Provided text.
C# / C++ Asynchronous reverse pinvoke? - c++

I need to call C# code from a native C/C++ .dll asynchronously.
While searching how to do I found that I could create a C# delegate and get a function pointer from it, which I would use inside my native code.
The problem is that my native code needs to run asynchronously, i.e in a separate thread created from the native code, which means that the native code called from the C# will return to C# before the delegate is called.
I read in another SO question that someone had trouble with this, despite what the MSDN says, because his delegate was garbage collected before it gets called, due to the asynchronous nature of his task.
My question is : is it really posible to call a C# delegate using a function pointer from a native code running in a thread that was created inside the native code ? Thank you.

Parts of the exercise.
- A) Name every programming language mentioned in the reverse pinvoke post.
- B) Rewrite the part of the reverse pinvoke post starting at "The problem is" and ending at "code ? Thank you.", replacing "separate thread" with "worker thread".

Stored records.

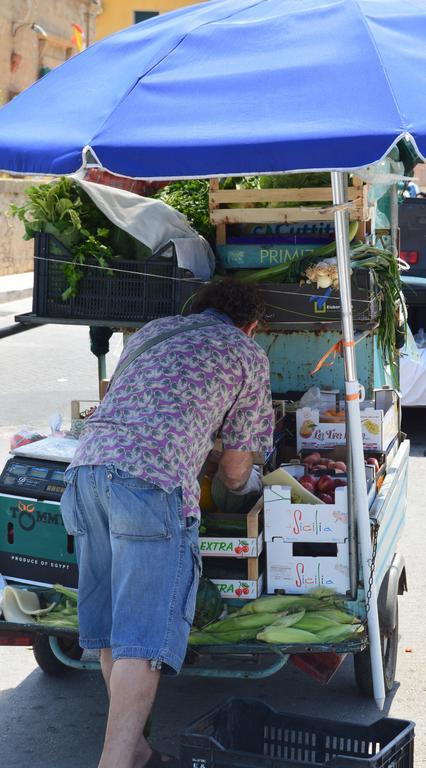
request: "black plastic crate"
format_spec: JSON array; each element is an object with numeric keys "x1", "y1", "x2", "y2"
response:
[
  {"x1": 33, "y1": 233, "x2": 200, "y2": 323},
  {"x1": 180, "y1": 699, "x2": 414, "y2": 768}
]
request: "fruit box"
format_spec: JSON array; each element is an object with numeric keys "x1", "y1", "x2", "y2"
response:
[
  {"x1": 203, "y1": 557, "x2": 264, "y2": 600},
  {"x1": 263, "y1": 485, "x2": 348, "y2": 545},
  {"x1": 296, "y1": 389, "x2": 399, "y2": 451},
  {"x1": 210, "y1": 573, "x2": 263, "y2": 600},
  {"x1": 200, "y1": 499, "x2": 263, "y2": 558},
  {"x1": 266, "y1": 538, "x2": 350, "y2": 595}
]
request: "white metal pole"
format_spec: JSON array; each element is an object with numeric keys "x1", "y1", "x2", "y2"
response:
[{"x1": 331, "y1": 171, "x2": 385, "y2": 710}]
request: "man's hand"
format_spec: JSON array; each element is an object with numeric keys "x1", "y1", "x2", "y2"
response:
[
  {"x1": 217, "y1": 448, "x2": 253, "y2": 491},
  {"x1": 202, "y1": 450, "x2": 222, "y2": 479}
]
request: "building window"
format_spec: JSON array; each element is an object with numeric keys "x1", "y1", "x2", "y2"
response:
[{"x1": 134, "y1": 11, "x2": 158, "y2": 24}]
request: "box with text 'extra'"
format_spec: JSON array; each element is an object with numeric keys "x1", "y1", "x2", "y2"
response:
[{"x1": 263, "y1": 485, "x2": 348, "y2": 545}]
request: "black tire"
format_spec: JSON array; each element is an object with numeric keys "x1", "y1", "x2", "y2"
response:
[
  {"x1": 354, "y1": 598, "x2": 398, "y2": 698},
  {"x1": 33, "y1": 635, "x2": 83, "y2": 677}
]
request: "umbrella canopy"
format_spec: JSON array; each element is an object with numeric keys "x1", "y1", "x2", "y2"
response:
[{"x1": 0, "y1": 0, "x2": 426, "y2": 179}]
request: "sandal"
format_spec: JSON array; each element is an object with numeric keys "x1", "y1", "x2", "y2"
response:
[{"x1": 143, "y1": 749, "x2": 180, "y2": 768}]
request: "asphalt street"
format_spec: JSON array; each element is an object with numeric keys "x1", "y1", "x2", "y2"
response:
[{"x1": 0, "y1": 301, "x2": 426, "y2": 768}]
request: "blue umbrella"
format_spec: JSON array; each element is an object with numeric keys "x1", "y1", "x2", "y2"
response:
[{"x1": 0, "y1": 0, "x2": 426, "y2": 178}]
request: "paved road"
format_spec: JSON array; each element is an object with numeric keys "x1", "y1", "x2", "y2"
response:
[{"x1": 0, "y1": 302, "x2": 426, "y2": 768}]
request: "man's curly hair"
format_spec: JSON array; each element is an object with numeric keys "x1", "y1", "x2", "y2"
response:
[{"x1": 191, "y1": 278, "x2": 264, "y2": 327}]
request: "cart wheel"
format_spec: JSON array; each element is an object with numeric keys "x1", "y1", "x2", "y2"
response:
[
  {"x1": 354, "y1": 602, "x2": 398, "y2": 698},
  {"x1": 33, "y1": 635, "x2": 83, "y2": 676}
]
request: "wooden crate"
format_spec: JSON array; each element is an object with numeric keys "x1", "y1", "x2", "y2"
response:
[{"x1": 209, "y1": 177, "x2": 371, "y2": 245}]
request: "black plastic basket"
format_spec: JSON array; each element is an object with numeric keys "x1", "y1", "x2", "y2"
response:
[
  {"x1": 33, "y1": 233, "x2": 198, "y2": 323},
  {"x1": 180, "y1": 699, "x2": 414, "y2": 768}
]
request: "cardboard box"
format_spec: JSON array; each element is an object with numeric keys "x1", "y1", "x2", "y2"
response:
[
  {"x1": 0, "y1": 493, "x2": 78, "y2": 587},
  {"x1": 200, "y1": 498, "x2": 263, "y2": 558},
  {"x1": 203, "y1": 553, "x2": 264, "y2": 600},
  {"x1": 200, "y1": 533, "x2": 263, "y2": 557},
  {"x1": 263, "y1": 485, "x2": 348, "y2": 543},
  {"x1": 210, "y1": 573, "x2": 263, "y2": 600},
  {"x1": 296, "y1": 389, "x2": 399, "y2": 451},
  {"x1": 266, "y1": 539, "x2": 350, "y2": 595}
]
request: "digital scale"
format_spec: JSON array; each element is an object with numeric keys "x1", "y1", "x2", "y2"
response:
[
  {"x1": 0, "y1": 456, "x2": 67, "y2": 501},
  {"x1": 0, "y1": 438, "x2": 78, "y2": 587}
]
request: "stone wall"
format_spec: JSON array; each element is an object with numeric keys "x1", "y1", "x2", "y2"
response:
[
  {"x1": 0, "y1": 179, "x2": 36, "y2": 276},
  {"x1": 0, "y1": 0, "x2": 98, "y2": 104}
]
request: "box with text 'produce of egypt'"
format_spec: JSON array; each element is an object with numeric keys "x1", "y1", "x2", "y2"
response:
[{"x1": 0, "y1": 493, "x2": 78, "y2": 587}]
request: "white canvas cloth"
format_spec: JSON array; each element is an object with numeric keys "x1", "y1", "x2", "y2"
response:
[{"x1": 72, "y1": 174, "x2": 215, "y2": 280}]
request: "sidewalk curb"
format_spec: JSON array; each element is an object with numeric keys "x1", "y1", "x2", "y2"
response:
[{"x1": 0, "y1": 287, "x2": 33, "y2": 304}]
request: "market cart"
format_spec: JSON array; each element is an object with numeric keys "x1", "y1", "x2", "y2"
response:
[
  {"x1": 0, "y1": 168, "x2": 409, "y2": 708},
  {"x1": 0, "y1": 0, "x2": 426, "y2": 707}
]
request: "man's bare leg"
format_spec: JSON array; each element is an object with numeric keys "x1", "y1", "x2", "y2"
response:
[
  {"x1": 98, "y1": 655, "x2": 160, "y2": 768},
  {"x1": 101, "y1": 648, "x2": 112, "y2": 698}
]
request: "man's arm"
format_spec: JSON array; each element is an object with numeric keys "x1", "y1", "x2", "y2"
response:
[{"x1": 217, "y1": 448, "x2": 253, "y2": 491}]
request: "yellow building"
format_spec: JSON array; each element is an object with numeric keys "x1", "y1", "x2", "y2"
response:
[{"x1": 96, "y1": 0, "x2": 200, "y2": 40}]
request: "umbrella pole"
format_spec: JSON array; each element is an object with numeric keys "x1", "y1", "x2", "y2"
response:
[{"x1": 331, "y1": 171, "x2": 385, "y2": 710}]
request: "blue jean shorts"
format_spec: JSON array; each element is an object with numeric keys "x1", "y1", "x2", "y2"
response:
[{"x1": 61, "y1": 466, "x2": 201, "y2": 673}]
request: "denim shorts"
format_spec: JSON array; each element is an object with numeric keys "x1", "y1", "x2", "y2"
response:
[{"x1": 61, "y1": 465, "x2": 201, "y2": 673}]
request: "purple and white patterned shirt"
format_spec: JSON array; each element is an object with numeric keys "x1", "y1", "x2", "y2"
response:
[{"x1": 71, "y1": 310, "x2": 273, "y2": 516}]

Expected answers.
- A) C#, C, C++

- B)
The problem is that my native code needs to run asynchronously, i.e in a worker thread created from the native code, which means that the native code called from the C# will return to C# before the delegate is called.
I read in another SO question that someone had trouble with this, despite what the MSDN says, because his delegate was garbage collected before it gets called, due to the asynchronous nature of his task.
My question is : is it really posible to call a C# delegate using a function pointer from a native code running in a thread that was created inside the native code ? Thank you.